▶ **WORK TO COMPLETE**: The records are to be copied word for word, and the pictures dropped.

▶ **Photo-based referring expression data**:
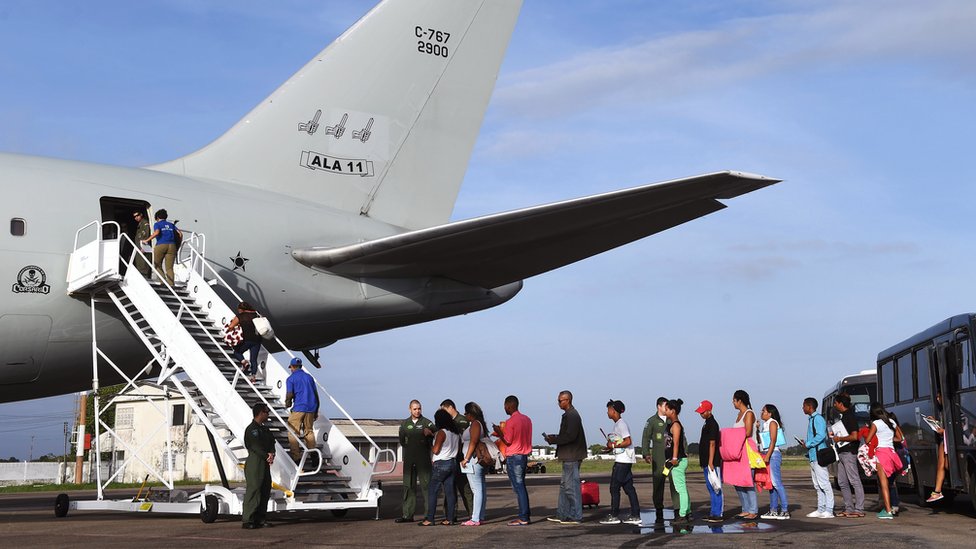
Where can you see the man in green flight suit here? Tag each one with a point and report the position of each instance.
(461, 485)
(260, 445)
(416, 438)
(654, 432)
(143, 230)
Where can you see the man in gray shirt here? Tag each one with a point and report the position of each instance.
(571, 449)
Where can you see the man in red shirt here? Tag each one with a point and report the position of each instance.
(517, 435)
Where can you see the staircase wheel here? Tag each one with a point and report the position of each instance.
(61, 506)
(209, 510)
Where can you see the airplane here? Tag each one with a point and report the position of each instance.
(331, 233)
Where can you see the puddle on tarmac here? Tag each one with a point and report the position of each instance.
(730, 526)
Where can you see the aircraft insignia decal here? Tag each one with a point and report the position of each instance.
(312, 125)
(333, 164)
(31, 280)
(239, 262)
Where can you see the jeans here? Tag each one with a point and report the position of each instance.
(622, 476)
(777, 496)
(477, 482)
(717, 500)
(570, 500)
(516, 474)
(821, 483)
(848, 477)
(658, 494)
(254, 347)
(678, 476)
(442, 474)
(165, 254)
(748, 499)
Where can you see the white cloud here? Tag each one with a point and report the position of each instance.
(839, 34)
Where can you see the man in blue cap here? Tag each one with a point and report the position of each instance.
(303, 399)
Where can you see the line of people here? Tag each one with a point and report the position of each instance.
(748, 456)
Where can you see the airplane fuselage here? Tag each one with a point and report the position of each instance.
(45, 334)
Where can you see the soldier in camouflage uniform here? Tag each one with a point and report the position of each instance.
(653, 448)
(416, 437)
(260, 444)
(142, 233)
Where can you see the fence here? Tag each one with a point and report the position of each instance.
(40, 472)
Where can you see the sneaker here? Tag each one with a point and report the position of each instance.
(713, 519)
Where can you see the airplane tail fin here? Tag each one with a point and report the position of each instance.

▶ **RESPONSE TO THE EXERCISE**:
Where can you see the man in green flight suit here? Tag each one with a point and report the position of each instance.
(461, 485)
(260, 445)
(416, 438)
(654, 432)
(143, 230)
Where can you see the man in gray shirt here? Tag each one with a point and report the position of each instance.
(571, 449)
Where can you see the man in red shirt here? Tag each one with a point and report the position of each instance.
(517, 435)
Where can you see the staircase wheel here? Tag each one with a point and report the position of each instance.
(61, 506)
(209, 510)
Where can you see the airplane here? Tag each one with a point and report the position of each instance.
(331, 233)
Where can you see the puddle on tarmac here? Tag each one with a point and report the position of each instance.
(730, 526)
Where can you see the aircraft insignia decal here? Tag each one with a point and report the position of each instance.
(312, 125)
(333, 164)
(31, 280)
(239, 262)
Where can you see the jeans here? Tag each one with a point and report the position of each instance.
(622, 476)
(777, 496)
(477, 482)
(717, 500)
(570, 500)
(516, 474)
(821, 483)
(848, 477)
(658, 494)
(254, 347)
(678, 476)
(442, 474)
(165, 254)
(748, 499)
Where can you see the white cloud here? Tag each one with a point and report the position of each instance.
(839, 34)
Where can you see the man in blue cap here? Tag each one with a point and report the position of each instance.
(303, 399)
Where can you see the line of people here? Tag each one with a point and report the position of each instance.
(748, 456)
Where can you see the airplane fuselage here? Tag each one with a point and report the position of each instance.
(45, 334)
Where can you see the soldier in camouflage uniform here? Tag each one with a point and report the position of each instance.
(653, 448)
(416, 437)
(260, 444)
(142, 233)
Where can you see the fence here? Tag each one with a point and report the position of each instance.
(40, 472)
Where can you see the sneaker here? Tag each one with a point and report the position of each instance.
(713, 519)
Where can you see the airplane tail fin here? Tag each one with a point and report the position of each instance.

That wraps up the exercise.